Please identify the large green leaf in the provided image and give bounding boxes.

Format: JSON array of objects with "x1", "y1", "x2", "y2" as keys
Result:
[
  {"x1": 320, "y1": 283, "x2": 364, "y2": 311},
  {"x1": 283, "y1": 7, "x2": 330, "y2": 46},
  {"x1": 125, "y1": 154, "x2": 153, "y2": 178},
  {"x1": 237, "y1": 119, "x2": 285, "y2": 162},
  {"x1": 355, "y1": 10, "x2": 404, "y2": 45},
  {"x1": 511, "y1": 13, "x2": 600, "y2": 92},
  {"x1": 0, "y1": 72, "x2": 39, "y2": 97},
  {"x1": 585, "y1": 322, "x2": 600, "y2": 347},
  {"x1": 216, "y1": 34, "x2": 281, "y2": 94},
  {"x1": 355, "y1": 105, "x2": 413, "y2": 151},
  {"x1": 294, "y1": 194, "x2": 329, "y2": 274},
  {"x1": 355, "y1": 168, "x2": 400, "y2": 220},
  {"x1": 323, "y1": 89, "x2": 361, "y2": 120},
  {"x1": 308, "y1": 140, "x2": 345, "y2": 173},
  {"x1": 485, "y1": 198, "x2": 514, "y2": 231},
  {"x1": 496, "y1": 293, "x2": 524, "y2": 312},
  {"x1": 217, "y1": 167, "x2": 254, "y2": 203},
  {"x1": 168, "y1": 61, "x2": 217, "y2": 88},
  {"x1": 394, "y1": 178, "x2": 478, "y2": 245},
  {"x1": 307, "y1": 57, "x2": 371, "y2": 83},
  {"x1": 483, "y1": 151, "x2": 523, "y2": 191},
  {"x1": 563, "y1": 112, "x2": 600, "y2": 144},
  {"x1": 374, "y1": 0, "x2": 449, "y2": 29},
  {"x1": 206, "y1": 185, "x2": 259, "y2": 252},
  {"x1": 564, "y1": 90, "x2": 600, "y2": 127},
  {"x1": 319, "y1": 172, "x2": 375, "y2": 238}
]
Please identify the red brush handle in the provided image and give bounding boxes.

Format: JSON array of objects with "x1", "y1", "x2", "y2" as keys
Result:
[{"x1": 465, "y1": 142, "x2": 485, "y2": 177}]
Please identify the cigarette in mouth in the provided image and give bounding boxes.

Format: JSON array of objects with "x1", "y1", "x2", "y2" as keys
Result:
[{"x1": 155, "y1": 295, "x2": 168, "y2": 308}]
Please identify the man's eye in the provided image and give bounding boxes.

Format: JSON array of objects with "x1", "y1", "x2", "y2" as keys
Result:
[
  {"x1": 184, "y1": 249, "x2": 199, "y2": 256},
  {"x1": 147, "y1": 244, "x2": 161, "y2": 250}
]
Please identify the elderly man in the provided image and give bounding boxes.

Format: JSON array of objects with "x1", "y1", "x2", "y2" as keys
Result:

━━━

- _Try it_: Write out the whole listing again, exactly as it stands.

- _Finished task_:
Please identify the large green leaf in the provided image and give bounding boxes.

Format: JSON array of objects with "x1", "y1", "x2", "y2" as keys
Result:
[
  {"x1": 320, "y1": 283, "x2": 364, "y2": 311},
  {"x1": 283, "y1": 7, "x2": 330, "y2": 46},
  {"x1": 125, "y1": 154, "x2": 153, "y2": 178},
  {"x1": 237, "y1": 119, "x2": 285, "y2": 162},
  {"x1": 355, "y1": 10, "x2": 404, "y2": 45},
  {"x1": 511, "y1": 13, "x2": 600, "y2": 92},
  {"x1": 0, "y1": 72, "x2": 39, "y2": 97},
  {"x1": 585, "y1": 322, "x2": 600, "y2": 347},
  {"x1": 216, "y1": 34, "x2": 281, "y2": 94},
  {"x1": 355, "y1": 105, "x2": 413, "y2": 151},
  {"x1": 294, "y1": 194, "x2": 329, "y2": 274},
  {"x1": 355, "y1": 168, "x2": 400, "y2": 220},
  {"x1": 323, "y1": 89, "x2": 361, "y2": 120},
  {"x1": 308, "y1": 140, "x2": 345, "y2": 173},
  {"x1": 485, "y1": 198, "x2": 514, "y2": 231},
  {"x1": 496, "y1": 293, "x2": 524, "y2": 312},
  {"x1": 217, "y1": 167, "x2": 254, "y2": 203},
  {"x1": 168, "y1": 61, "x2": 217, "y2": 88},
  {"x1": 394, "y1": 178, "x2": 478, "y2": 245},
  {"x1": 307, "y1": 57, "x2": 371, "y2": 83},
  {"x1": 483, "y1": 151, "x2": 523, "y2": 191},
  {"x1": 563, "y1": 112, "x2": 600, "y2": 144},
  {"x1": 374, "y1": 0, "x2": 449, "y2": 29},
  {"x1": 206, "y1": 185, "x2": 259, "y2": 252},
  {"x1": 564, "y1": 90, "x2": 600, "y2": 127},
  {"x1": 319, "y1": 172, "x2": 375, "y2": 238}
]
Please identify the red brush handle in the provided image and give bounding boxes.

Format: JSON array of objects with "x1", "y1", "x2", "y2" as keys
Result:
[{"x1": 465, "y1": 142, "x2": 485, "y2": 177}]
Please identify the cigarette in mouth in the provided image and give bounding boxes.

Format: JSON array of objects with "x1", "y1", "x2", "y2" as keys
Result:
[{"x1": 155, "y1": 295, "x2": 168, "y2": 308}]
Please identify the man's eye in the provided image and give bounding boxes.

Format: JSON array of objects with "x1", "y1", "x2", "y2" as keys
Result:
[
  {"x1": 184, "y1": 249, "x2": 199, "y2": 256},
  {"x1": 147, "y1": 244, "x2": 161, "y2": 250}
]
Please identify the elderly man in the provided image and give bounding boxes.

Format: JSON array of objects with "x1", "y1", "x2", "y2" as keys
Result:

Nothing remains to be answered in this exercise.